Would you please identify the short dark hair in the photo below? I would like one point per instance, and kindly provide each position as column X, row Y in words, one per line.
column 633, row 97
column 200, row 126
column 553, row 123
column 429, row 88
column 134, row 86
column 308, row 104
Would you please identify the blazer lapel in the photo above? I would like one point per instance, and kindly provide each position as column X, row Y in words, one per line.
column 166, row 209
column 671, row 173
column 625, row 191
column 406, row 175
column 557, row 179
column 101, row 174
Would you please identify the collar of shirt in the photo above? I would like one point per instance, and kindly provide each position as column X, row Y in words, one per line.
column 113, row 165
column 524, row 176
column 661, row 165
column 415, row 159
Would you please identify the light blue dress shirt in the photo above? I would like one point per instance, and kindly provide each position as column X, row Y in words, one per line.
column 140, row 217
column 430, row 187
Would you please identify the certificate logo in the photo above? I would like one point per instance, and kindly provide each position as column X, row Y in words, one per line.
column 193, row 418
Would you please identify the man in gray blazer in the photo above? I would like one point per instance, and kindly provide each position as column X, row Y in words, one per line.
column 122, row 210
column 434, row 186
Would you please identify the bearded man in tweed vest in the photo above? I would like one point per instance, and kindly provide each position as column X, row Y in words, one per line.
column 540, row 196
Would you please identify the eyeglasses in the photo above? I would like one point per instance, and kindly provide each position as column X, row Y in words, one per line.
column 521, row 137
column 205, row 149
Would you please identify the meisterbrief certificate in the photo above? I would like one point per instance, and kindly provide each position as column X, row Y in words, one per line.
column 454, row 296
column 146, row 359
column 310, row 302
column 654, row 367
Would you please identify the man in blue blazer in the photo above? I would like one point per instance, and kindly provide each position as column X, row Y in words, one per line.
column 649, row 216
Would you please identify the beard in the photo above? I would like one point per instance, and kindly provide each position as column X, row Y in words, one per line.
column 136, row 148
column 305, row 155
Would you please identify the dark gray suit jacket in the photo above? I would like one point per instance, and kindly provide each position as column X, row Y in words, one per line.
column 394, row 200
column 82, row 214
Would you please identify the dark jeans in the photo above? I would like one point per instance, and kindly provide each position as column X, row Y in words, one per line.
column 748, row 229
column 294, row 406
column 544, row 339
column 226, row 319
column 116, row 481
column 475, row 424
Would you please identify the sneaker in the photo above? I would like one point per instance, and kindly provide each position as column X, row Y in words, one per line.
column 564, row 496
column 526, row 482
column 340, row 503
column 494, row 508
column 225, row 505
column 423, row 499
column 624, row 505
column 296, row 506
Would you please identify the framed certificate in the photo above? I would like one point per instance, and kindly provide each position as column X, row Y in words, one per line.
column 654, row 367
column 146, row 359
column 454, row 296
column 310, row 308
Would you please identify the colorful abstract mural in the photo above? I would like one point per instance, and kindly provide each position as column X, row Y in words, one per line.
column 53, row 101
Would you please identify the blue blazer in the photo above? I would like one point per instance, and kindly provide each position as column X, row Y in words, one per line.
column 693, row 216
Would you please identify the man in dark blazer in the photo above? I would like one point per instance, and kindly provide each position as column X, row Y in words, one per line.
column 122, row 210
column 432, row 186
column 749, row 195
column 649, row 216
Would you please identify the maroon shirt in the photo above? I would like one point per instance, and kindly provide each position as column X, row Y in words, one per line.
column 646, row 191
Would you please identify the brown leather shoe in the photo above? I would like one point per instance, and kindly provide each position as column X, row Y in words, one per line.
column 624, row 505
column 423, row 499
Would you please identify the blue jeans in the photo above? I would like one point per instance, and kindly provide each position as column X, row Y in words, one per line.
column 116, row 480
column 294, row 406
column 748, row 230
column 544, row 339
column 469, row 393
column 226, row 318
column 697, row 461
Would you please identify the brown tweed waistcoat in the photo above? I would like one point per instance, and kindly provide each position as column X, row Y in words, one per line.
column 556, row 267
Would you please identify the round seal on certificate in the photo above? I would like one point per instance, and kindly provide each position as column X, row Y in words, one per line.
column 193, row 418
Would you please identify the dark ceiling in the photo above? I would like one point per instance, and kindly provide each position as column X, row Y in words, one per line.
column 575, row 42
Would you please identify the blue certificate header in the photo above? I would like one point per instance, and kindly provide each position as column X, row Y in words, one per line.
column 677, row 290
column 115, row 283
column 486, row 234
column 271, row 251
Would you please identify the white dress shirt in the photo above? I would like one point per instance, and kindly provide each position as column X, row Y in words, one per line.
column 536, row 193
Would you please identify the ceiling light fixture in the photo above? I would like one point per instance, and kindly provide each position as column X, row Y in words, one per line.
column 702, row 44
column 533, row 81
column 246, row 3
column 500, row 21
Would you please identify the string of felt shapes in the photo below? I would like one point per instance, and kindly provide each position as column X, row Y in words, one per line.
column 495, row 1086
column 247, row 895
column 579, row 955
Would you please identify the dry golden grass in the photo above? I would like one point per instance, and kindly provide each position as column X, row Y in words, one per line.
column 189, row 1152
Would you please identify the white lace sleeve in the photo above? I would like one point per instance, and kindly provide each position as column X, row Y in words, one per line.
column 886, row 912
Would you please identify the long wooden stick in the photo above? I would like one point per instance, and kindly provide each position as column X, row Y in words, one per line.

▶ [WHAT TO WORK ON] Give back exactly the lines that run from the line with "Would you please identify the dry" through the close of the material, counting both ends, and nothing more.

▶ [RESPONSE TO THE TASK]
Would you please identify the dry golden grass in the photo above? I would like one point per instance, and kindly provide each position as column X, row Y in words, one per line.
column 189, row 1152
Would you please identify the white lace sleeve in the photo above? I would like one point per instance, and kindly provide each position as column X, row Y in words, one per line.
column 886, row 912
Would you please identify the long wooden stick in the photo above? I would like one point per instance, and kindly provide each position as column X, row Y in words, one per line.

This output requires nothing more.